— START Text passage —

One summer morning, while my girlfriend, Maria, was showering, I decided to make her a pot of tea.
Tea was something special to Maria. She had an entire shelf in one of her kitchen cabinets full of mason jars and tin cans of different kinds of teas she bought in bulk.
Maria had specific demands for tea. She liked black tea with bergamot in the morning. The tea had to be a specific amount, the water had to be boiling, and the steeping time exactly three minutes. So, on this particular morning, while she was showering, I thought I’d be nice and make the tea. But I forgot to set the timer and got busy doing something else.
Showered and dressed, Maria appeared in the kitchen. “How long has this been steeping?” she asked, hovering over the teapot.
“I dunno. I forgot to time it,” I replied.
Without a moment of hesitation, she removed the tea strainer, dumped the whole pot, and proceeded to brew a new one. I felt insulted. And my mood changed. I got kinda angry.
“Just because I forgot to set the timer, doesn’t mean you have to throw away the tea I made you,” I said in an effort to defend myself. My effort wasn’t good enough.
Maria noticed my mood change. With properly steeped cups of tea in hand, she suggested we lay down on her bed for a moment. She asked about my mood. I told Maria that I was actually feeling a little sad. And I didn’t know why.
“Where in your body do you feel that feeling?” Maria asked me.
I paused. “I don’t know,” I mumbled, sorry that I’d brought up such a vague sensation.

— END Text passage —
— START Listing —

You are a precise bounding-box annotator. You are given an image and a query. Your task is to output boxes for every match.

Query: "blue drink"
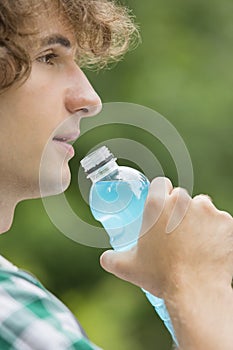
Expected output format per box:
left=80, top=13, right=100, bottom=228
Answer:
left=81, top=147, right=177, bottom=344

— END Listing —

# Direction
In the passage about making tea, what steeping time did Maria require for her morning tea? The rows play no part in this task.

# Output below
Exactly three minutes.